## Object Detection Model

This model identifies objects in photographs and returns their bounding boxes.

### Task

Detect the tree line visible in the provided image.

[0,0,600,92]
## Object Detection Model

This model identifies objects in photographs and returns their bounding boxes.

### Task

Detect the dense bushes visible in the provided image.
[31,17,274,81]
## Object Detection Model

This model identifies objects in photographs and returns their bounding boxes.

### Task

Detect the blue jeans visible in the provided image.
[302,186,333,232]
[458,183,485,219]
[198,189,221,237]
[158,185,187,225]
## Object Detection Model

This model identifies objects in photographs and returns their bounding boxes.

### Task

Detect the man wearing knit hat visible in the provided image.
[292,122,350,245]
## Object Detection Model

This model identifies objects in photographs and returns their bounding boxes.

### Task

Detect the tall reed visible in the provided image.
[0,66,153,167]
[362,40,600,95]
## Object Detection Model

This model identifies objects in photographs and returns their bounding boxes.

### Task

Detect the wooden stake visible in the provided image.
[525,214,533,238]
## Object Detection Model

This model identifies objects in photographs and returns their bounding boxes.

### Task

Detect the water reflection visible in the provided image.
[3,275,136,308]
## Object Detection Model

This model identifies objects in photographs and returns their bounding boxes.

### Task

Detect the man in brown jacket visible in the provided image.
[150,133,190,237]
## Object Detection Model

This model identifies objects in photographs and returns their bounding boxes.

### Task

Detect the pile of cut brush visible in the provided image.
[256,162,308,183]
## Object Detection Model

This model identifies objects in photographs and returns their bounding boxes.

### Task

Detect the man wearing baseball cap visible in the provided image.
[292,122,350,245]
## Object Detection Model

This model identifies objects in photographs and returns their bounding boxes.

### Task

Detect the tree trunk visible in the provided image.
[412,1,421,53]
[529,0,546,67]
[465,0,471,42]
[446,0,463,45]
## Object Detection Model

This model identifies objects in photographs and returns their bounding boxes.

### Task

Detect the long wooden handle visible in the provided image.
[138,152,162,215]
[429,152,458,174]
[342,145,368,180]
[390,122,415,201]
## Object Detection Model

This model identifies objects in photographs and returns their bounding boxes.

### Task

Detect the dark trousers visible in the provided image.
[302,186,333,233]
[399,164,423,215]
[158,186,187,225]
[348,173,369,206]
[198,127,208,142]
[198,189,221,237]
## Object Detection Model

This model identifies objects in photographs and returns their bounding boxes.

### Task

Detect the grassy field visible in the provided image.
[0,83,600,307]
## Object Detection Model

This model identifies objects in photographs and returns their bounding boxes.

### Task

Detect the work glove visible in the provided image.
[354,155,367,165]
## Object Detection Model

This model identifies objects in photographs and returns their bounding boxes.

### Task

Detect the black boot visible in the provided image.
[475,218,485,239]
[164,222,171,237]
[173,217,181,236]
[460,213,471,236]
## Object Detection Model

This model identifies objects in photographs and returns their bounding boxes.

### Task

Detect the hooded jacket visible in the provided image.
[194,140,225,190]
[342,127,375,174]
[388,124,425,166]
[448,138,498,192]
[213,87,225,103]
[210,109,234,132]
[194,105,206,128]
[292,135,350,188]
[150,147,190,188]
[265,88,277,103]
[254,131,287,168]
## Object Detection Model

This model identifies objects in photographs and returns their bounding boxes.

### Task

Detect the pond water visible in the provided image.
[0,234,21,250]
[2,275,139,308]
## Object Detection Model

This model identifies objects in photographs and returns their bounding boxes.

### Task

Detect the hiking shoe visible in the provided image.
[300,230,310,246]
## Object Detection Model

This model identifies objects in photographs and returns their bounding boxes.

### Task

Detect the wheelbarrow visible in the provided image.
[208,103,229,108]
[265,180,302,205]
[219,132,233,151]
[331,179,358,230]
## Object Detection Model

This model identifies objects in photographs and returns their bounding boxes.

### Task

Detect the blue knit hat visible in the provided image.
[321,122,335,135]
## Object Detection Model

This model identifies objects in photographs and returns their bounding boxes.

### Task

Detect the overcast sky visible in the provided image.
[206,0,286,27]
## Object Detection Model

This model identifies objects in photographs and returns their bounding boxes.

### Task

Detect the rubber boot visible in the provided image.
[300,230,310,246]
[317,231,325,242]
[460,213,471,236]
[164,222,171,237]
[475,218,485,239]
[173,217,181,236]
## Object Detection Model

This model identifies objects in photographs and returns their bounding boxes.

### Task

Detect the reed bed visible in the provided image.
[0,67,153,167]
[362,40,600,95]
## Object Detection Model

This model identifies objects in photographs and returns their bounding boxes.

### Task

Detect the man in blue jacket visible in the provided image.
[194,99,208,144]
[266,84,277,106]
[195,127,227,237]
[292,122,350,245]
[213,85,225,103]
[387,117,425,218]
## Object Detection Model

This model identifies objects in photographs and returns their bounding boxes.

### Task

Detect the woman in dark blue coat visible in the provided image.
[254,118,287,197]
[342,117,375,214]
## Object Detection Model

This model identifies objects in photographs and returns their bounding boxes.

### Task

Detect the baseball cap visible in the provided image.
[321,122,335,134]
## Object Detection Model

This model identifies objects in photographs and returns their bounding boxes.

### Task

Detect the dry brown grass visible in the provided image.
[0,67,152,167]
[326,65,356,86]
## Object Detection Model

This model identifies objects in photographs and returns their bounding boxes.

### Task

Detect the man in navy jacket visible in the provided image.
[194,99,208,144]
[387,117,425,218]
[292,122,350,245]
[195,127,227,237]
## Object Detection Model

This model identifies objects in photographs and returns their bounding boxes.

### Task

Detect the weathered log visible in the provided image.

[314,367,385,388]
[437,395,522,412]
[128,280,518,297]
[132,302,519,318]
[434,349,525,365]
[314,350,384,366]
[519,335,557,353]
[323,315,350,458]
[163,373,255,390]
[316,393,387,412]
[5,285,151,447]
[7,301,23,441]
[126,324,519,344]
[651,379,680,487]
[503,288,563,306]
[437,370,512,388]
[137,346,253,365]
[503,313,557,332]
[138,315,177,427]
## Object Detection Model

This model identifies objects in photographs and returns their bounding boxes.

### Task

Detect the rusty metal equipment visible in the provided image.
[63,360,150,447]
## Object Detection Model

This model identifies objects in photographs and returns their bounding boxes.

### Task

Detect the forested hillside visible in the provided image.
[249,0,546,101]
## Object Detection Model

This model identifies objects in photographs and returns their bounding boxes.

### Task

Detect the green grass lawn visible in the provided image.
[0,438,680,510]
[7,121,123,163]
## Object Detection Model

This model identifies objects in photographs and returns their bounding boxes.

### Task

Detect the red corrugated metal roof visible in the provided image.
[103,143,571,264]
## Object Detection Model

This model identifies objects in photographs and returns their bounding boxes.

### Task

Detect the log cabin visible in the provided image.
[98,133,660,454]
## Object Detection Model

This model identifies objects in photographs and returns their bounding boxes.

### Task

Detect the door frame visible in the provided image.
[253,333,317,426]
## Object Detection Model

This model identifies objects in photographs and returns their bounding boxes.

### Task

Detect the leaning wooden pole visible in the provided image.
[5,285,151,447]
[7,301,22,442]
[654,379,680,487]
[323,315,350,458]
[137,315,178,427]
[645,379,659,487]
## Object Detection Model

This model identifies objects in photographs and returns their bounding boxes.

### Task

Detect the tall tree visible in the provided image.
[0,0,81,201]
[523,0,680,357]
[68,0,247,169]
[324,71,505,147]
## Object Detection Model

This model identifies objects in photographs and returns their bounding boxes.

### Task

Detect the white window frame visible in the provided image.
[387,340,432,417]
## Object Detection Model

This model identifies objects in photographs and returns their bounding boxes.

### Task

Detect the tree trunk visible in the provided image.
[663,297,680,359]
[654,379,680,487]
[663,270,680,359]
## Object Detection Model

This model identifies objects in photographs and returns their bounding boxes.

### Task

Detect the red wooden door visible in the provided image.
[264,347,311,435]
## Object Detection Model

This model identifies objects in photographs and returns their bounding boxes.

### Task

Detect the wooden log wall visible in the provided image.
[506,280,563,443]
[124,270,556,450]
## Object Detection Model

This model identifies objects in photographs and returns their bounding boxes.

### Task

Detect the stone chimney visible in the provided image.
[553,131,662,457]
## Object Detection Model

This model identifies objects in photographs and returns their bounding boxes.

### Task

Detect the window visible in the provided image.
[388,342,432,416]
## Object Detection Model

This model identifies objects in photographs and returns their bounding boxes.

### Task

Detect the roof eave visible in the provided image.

▶ Required work
Can you reproduce the records word for word, beginning at their very first line and stopping after the line that contains "[31,17,274,81]"?

▶ Full solution
## Object Detection Model

This model identifies objects in photographs and returns their bounding boxes.

### Task

Detect the tree line visible in the provided image.

[0,0,600,92]
## Object Detection Model

This model identifies objects in photographs and returns their bounding boxes.

### Task

Detect the dense bushes visible in the provided image.
[31,17,274,81]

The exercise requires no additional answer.